Data excerpts:
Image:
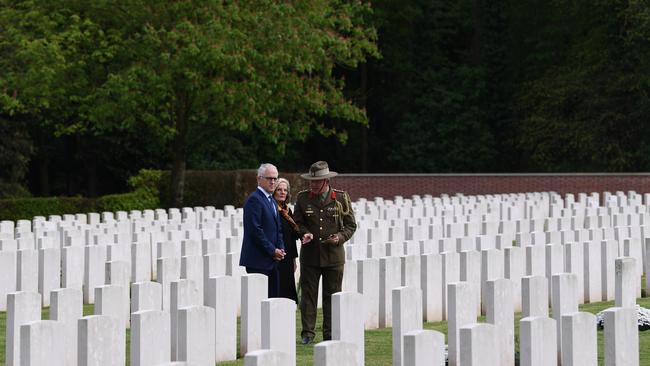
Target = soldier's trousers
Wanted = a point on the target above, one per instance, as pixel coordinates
(309, 277)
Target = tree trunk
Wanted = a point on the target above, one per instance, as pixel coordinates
(364, 129)
(91, 170)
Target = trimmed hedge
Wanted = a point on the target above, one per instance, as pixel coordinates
(144, 196)
(26, 208)
(220, 188)
(151, 190)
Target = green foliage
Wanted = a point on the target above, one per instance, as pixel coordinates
(147, 180)
(26, 208)
(587, 109)
(138, 200)
(265, 68)
(144, 196)
(15, 151)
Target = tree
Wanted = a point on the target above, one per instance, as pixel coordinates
(175, 68)
(585, 108)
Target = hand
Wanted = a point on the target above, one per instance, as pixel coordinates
(278, 255)
(332, 240)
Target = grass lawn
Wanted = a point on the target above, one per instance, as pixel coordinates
(378, 345)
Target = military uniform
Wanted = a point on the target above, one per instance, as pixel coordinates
(322, 215)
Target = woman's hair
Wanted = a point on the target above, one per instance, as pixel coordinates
(285, 181)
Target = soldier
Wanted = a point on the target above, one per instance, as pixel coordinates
(326, 221)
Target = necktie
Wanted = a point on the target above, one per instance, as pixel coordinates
(275, 213)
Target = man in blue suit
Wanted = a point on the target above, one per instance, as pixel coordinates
(263, 247)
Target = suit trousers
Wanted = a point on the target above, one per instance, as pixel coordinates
(309, 278)
(273, 276)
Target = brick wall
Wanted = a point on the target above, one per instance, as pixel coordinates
(390, 185)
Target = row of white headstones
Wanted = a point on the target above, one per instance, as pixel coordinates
(411, 260)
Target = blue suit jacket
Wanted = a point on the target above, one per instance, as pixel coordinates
(262, 233)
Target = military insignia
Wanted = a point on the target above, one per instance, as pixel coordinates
(309, 210)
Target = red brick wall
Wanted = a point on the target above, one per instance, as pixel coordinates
(390, 185)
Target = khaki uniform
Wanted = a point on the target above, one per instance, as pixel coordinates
(322, 218)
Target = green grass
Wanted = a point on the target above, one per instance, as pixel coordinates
(378, 343)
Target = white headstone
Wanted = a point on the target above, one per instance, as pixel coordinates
(534, 296)
(266, 357)
(254, 289)
(424, 347)
(608, 255)
(477, 345)
(593, 267)
(470, 272)
(94, 270)
(146, 295)
(169, 269)
(431, 282)
(49, 272)
(347, 326)
(621, 337)
(368, 286)
(579, 339)
(183, 293)
(27, 275)
(67, 309)
(102, 341)
(219, 296)
(141, 262)
(110, 301)
(42, 343)
(500, 312)
(192, 269)
(538, 344)
(22, 308)
(462, 311)
(407, 316)
(335, 353)
(279, 326)
(150, 338)
(389, 278)
(196, 335)
(626, 282)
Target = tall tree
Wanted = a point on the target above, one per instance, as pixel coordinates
(260, 67)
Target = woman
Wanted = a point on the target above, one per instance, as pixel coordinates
(287, 266)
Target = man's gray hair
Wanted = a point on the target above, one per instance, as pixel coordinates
(263, 168)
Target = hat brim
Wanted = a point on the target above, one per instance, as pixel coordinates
(331, 174)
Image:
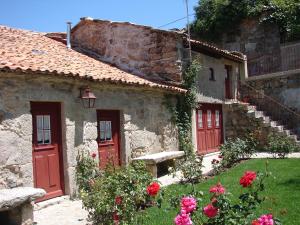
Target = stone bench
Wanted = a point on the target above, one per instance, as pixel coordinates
(154, 159)
(16, 205)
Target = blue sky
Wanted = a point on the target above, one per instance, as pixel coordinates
(51, 15)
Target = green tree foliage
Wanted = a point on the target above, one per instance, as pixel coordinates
(215, 17)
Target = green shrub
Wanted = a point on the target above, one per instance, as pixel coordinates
(116, 195)
(189, 168)
(280, 146)
(236, 149)
(86, 171)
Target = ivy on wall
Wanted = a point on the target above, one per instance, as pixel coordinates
(216, 17)
(182, 111)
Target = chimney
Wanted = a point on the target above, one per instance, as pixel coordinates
(69, 35)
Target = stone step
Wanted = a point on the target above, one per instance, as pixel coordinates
(293, 137)
(287, 132)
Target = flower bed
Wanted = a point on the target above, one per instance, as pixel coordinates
(281, 195)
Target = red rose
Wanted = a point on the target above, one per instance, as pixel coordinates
(214, 201)
(153, 188)
(255, 222)
(118, 200)
(217, 189)
(116, 216)
(248, 178)
(210, 211)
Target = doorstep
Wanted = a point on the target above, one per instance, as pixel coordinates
(50, 202)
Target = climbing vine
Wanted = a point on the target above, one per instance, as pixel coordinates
(216, 17)
(182, 111)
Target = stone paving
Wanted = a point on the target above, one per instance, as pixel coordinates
(66, 212)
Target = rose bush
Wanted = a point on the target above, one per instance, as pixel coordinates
(116, 195)
(223, 210)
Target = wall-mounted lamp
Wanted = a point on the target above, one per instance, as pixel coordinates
(87, 97)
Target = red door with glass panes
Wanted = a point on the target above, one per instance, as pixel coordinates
(108, 137)
(46, 154)
(209, 128)
(228, 82)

Instruction: Give the lines of the records above as a numbered list, from the line containing "Target = climbing vine" through the final line of the records, both included. Leave out any blank lines.

Task response:
1. Target = climbing vine
2. Wanted = a point on the target above, one per instance, as pixel coordinates
3. (216, 17)
4. (182, 111)
5. Target = stone paving
6. Wanted = a point on the target above, one per instance, as pixel coordinates
7. (66, 212)
8. Target = rose bush
9. Wanted = a point on the target above, one per instance, as pixel coordinates
10. (116, 195)
11. (223, 210)
12. Target = wall-mounted lamp
13. Wanted = a point on the target above, one per instance, as pixel coordinates
14. (87, 97)
15. Target = red door with glass panes
16. Wanted = a point on the target above, one per instance, as pixel coordinates
17. (108, 137)
18. (46, 154)
19. (209, 128)
20. (228, 82)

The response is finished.